Reproduce each of the lines below verbatim, but leave the pictures out of your answer.
>> Start
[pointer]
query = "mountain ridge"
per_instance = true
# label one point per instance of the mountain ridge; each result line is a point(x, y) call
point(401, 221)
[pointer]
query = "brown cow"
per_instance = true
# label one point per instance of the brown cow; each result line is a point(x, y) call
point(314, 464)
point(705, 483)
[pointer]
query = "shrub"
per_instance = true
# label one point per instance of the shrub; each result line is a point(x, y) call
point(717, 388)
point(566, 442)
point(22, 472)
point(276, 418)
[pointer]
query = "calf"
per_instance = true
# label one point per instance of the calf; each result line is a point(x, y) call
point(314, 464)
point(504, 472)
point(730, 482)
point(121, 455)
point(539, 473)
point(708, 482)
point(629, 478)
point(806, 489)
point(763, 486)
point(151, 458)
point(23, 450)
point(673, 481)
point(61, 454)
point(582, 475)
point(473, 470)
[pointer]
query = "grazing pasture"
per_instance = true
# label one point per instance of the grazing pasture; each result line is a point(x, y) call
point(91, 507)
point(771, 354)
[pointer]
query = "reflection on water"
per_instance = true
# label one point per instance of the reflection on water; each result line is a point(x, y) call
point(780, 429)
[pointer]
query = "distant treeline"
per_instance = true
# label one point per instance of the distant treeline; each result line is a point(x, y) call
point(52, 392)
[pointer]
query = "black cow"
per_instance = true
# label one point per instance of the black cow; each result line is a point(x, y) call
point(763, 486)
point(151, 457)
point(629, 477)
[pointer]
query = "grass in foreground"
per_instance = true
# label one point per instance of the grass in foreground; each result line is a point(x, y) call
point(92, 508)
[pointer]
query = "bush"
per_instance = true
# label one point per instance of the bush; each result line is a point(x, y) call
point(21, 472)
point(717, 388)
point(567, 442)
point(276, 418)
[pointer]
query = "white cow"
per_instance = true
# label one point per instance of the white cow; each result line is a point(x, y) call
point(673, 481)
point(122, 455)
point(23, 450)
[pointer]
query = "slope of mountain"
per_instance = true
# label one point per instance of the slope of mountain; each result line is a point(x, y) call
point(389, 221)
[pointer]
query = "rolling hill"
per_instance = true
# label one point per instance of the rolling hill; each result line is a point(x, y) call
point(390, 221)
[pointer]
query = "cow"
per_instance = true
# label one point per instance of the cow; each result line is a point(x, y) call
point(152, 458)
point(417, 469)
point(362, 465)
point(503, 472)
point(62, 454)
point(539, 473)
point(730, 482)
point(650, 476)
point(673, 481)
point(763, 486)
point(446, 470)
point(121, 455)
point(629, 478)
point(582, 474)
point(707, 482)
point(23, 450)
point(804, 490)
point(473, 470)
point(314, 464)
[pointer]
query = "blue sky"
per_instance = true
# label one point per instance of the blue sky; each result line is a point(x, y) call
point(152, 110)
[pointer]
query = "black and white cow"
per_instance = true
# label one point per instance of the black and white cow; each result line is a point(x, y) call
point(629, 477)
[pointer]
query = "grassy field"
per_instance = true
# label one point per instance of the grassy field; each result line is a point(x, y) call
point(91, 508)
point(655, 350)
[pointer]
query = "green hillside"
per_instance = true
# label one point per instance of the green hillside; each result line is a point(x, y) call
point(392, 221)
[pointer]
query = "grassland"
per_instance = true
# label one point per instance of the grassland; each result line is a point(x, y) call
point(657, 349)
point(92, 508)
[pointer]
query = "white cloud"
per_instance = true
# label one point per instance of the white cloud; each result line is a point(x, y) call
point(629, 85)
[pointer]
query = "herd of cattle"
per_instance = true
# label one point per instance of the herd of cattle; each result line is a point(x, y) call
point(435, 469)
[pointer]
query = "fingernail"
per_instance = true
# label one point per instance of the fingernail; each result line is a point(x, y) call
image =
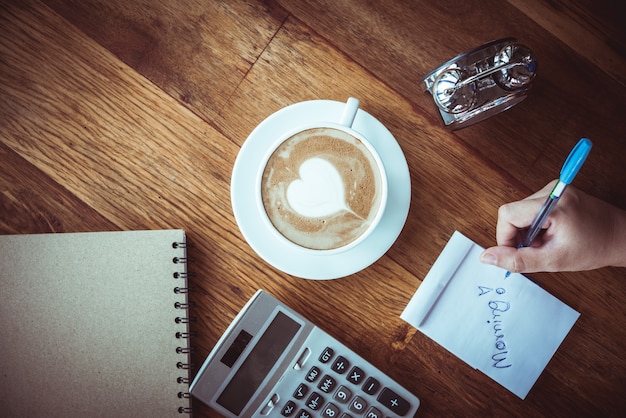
point(489, 258)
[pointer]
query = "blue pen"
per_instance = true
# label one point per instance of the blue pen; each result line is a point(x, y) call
point(574, 161)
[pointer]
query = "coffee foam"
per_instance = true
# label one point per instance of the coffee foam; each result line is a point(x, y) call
point(321, 188)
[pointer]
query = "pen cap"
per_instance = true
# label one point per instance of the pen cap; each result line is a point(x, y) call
point(575, 160)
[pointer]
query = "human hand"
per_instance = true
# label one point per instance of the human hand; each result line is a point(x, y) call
point(581, 233)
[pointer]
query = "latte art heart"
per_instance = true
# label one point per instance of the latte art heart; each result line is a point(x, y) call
point(321, 188)
point(319, 191)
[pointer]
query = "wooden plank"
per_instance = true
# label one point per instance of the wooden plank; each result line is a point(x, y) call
point(594, 29)
point(196, 51)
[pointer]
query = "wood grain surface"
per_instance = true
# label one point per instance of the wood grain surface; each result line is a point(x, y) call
point(129, 115)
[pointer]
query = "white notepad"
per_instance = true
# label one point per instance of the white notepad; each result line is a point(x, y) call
point(507, 328)
point(88, 325)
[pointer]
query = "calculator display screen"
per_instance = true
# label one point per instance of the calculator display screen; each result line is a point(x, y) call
point(258, 364)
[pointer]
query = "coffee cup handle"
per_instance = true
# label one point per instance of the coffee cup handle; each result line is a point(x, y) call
point(349, 112)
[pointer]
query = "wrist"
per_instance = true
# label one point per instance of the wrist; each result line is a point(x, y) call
point(617, 250)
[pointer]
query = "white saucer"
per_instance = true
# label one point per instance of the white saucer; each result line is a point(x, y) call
point(261, 238)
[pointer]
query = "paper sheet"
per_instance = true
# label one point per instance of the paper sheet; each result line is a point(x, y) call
point(506, 328)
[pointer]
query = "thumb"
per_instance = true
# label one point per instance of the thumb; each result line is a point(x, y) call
point(509, 258)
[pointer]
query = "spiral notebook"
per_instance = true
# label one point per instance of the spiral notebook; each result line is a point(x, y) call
point(94, 324)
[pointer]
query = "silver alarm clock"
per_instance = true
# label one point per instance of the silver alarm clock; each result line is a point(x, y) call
point(481, 82)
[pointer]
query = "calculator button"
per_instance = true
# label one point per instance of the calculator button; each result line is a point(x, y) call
point(301, 391)
point(356, 375)
point(304, 414)
point(340, 365)
point(327, 384)
point(288, 409)
point(343, 394)
point(330, 411)
point(302, 359)
point(358, 405)
point(374, 413)
point(327, 355)
point(315, 401)
point(313, 374)
point(371, 386)
point(393, 401)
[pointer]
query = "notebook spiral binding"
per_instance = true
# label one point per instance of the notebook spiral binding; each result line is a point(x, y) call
point(185, 320)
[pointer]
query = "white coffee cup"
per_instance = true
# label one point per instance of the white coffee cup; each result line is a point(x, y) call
point(322, 188)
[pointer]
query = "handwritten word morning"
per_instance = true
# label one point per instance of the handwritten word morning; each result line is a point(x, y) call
point(497, 309)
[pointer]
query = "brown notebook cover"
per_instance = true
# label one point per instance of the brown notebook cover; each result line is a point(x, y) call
point(94, 324)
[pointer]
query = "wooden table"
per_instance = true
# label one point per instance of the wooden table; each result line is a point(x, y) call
point(129, 115)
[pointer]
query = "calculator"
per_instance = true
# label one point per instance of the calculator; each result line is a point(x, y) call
point(272, 362)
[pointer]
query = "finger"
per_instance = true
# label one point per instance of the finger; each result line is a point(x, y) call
point(522, 260)
point(544, 192)
point(512, 217)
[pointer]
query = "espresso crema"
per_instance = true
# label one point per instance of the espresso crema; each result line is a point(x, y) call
point(321, 188)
>> End
Response to the exercise –
[pointer]
query = "mountain ridge"
per_instance = true
# label one point per instance of the mountain ridge; each result line is a point(x, y) call
point(401, 221)
[pointer]
query = "brown cow"
per_instance = true
# label one point per instance of the brown cow; each result line is a point(x, y) call
point(314, 464)
point(705, 483)
[pointer]
query = "shrub"
per_instance = true
# label one point per instance of the shrub; each result line is a point(x, y) call
point(717, 388)
point(566, 442)
point(22, 472)
point(276, 418)
[pointer]
query = "calf"
per_instance = true
# label one point per instance of the calf; each result line is a point(x, y) call
point(314, 464)
point(504, 472)
point(730, 482)
point(121, 455)
point(539, 473)
point(708, 482)
point(629, 478)
point(806, 489)
point(763, 486)
point(151, 458)
point(23, 450)
point(673, 481)
point(61, 454)
point(582, 475)
point(473, 470)
[pointer]
query = "grazing pasture"
per_instance = true
# label one point per instance of the grazing pasture; each result line is a point(x, y) call
point(91, 507)
point(771, 354)
[pointer]
query = "reflection on water"
per_instance = true
# label one point per instance of the reflection on water; each result line is a point(x, y) call
point(780, 429)
[pointer]
query = "distant treeline"
per_instance = true
# label one point per instance of the distant treeline; each result line is a point(x, y) call
point(52, 392)
[pointer]
query = "black cow"
per_instance = true
# label one point per instance of the black cow; each result line is a point(x, y) call
point(763, 486)
point(151, 457)
point(629, 477)
[pointer]
query = "grass in foreground"
per_instance = true
# label one point per instance of the grass in foreground; each result line is a point(x, y) call
point(92, 508)
[pointer]
query = "bush"
per_instance = true
# label one point per instance of the bush; each result line is a point(x, y) call
point(21, 472)
point(717, 388)
point(567, 442)
point(276, 418)
[pointer]
query = "white cow"
per_instance = true
# label one point per instance of the white cow; each result line is a point(x, y) call
point(673, 481)
point(122, 455)
point(23, 450)
[pointer]
query = "slope of mountain"
per_instance = true
# label one point per instance of the slope of mountain; each result line is a point(x, y) call
point(389, 221)
[pointer]
query = "rolling hill"
per_instance = true
# label one point per instance of the rolling hill; each result line is a point(x, y) call
point(390, 221)
[pointer]
query = "cow"
per_instance = true
# label one point per instance of the cow; each result line is a point(x, y) call
point(152, 458)
point(417, 469)
point(362, 465)
point(503, 472)
point(62, 454)
point(539, 473)
point(730, 482)
point(650, 476)
point(673, 481)
point(763, 486)
point(446, 470)
point(121, 455)
point(629, 478)
point(582, 474)
point(707, 482)
point(23, 450)
point(804, 490)
point(473, 470)
point(314, 464)
[pointer]
query = "blue sky"
per_instance = true
# label one point per instance of the blue sky; each result line is a point(x, y) call
point(152, 110)
[pointer]
query = "black and white cow"
per_instance = true
# label one point per instance of the black and white cow; each result line is a point(x, y) call
point(629, 477)
[pointer]
query = "grassy field"
per_instance = true
# label one point per instance of the grassy field; each result line is a point(x, y) call
point(91, 508)
point(655, 350)
[pointer]
query = "green hillside"
per_instance = true
# label one point per instance of the green hillside; each result line is a point(x, y) call
point(392, 221)
[pointer]
query = "grassland"
per_instance = true
# label one point per instance of the grassland; each result line is a point(x, y) call
point(657, 349)
point(92, 508)
[pointer]
query = "white cloud"
per_instance = true
# label one point per instance of the white cloud; each result line is a point(x, y) call
point(629, 85)
[pointer]
query = "herd of cattle"
per_instance = true
# label one point per instance of the herd of cattle; each result line is a point(x, y) call
point(435, 469)
[pointer]
query = "fingernail"
per_instance = true
# label one point per instance of the fingernail; each result line is a point(x, y) call
image =
point(489, 258)
[pointer]
query = "blue pen"
per_instance = true
# label one point per instance of the blue pen; each result line is a point(x, y) call
point(574, 161)
[pointer]
query = "coffee foam"
per_instance = true
# label one point per instance of the coffee foam; each result line is a point(x, y) call
point(321, 188)
[pointer]
query = "pen cap"
per_instance = true
# label one point per instance of the pen cap; each result line is a point(x, y) call
point(575, 160)
[pointer]
query = "human hand"
per_instance = true
# label one point per instance of the human hand; each result line is a point(x, y) call
point(581, 233)
[pointer]
query = "latte art heart"
per_instance = true
# label one point per instance of the latte art heart; each result line is a point(x, y) call
point(321, 188)
point(319, 191)
[pointer]
query = "wooden plank"
per_instance = true
# label one point per instance of the wooden plank; each result line is a point(x, y) call
point(594, 29)
point(196, 51)
[pointer]
query = "wood grain surface"
per_instance = true
# label one point per instance of the wood grain surface; each result line is a point(x, y) call
point(129, 115)
[pointer]
query = "white notepad"
per_instance = true
# label one point per instance of the white notepad; each result line is a point(x, y) call
point(507, 328)
point(88, 325)
[pointer]
query = "calculator display screen"
per_instance = true
# label one point per instance of the calculator display screen; each result line is a point(x, y) call
point(258, 364)
[pointer]
query = "coffee cup handle"
per_instance = true
# label one point per instance of the coffee cup handle; each result line is a point(x, y) call
point(349, 112)
[pointer]
query = "wrist"
per_instance = true
# label one point per instance of the wrist; each result line is a point(x, y) call
point(617, 250)
[pointer]
query = "white saucer"
per_instance = true
# label one point per instance of the white saucer; each result line is a point(x, y) call
point(261, 238)
[pointer]
query = "paper sheet"
per_instance = true
# label one point per instance of the paper sheet; each result line is a point(x, y) call
point(506, 328)
[pointer]
query = "thumb"
per_instance = true
# label one point per instance of the thumb; each result line is a point(x, y) call
point(509, 258)
[pointer]
query = "spiral notebook"
per_instance = true
# label one point per instance of the spiral notebook; each result line is a point(x, y) call
point(94, 324)
[pointer]
query = "silver alarm clock"
per_instance = true
# label one point per instance of the silver alarm clock; each result line is a point(x, y) call
point(481, 82)
[pointer]
query = "calculator button"
per_instance = true
# label one point per instance of the calculator button; each result line is a point(x, y) call
point(301, 391)
point(356, 375)
point(304, 414)
point(340, 365)
point(327, 384)
point(288, 409)
point(343, 394)
point(330, 411)
point(302, 359)
point(358, 405)
point(374, 413)
point(327, 355)
point(315, 401)
point(313, 374)
point(371, 386)
point(393, 401)
[pointer]
query = "notebook spiral binding"
per_instance = true
# label one point per instance of the notebook spiral binding; each result line is a point(x, y) call
point(185, 320)
[pointer]
query = "white coffee cup"
per_instance = true
# label one point per instance of the white coffee cup; each result line is a point(x, y) call
point(322, 188)
[pointer]
query = "handwritten word morning"
per_instance = true
# label one point per instance of the handwritten word morning; each result line is a point(x, y) call
point(497, 309)
[pointer]
query = "brown notebook cover"
per_instance = true
# label one point per instance of the brown notebook cover; each result line is a point(x, y) call
point(94, 324)
[pointer]
query = "wooden table"
per_instance = true
# label one point per instance of the wooden table; each result line is a point(x, y) call
point(129, 115)
[pointer]
query = "calculator"
per_instance = true
# label one point per instance of the calculator; each result line is a point(x, y) call
point(272, 362)
[pointer]
query = "finger"
per_instance = true
# label one point per instance of the finger; each result line is a point(x, y) call
point(522, 260)
point(544, 192)
point(512, 217)
[pointer]
query = "espresso crema"
per_instance = true
# label one point per instance of the espresso crema; each result line is a point(x, y) call
point(321, 188)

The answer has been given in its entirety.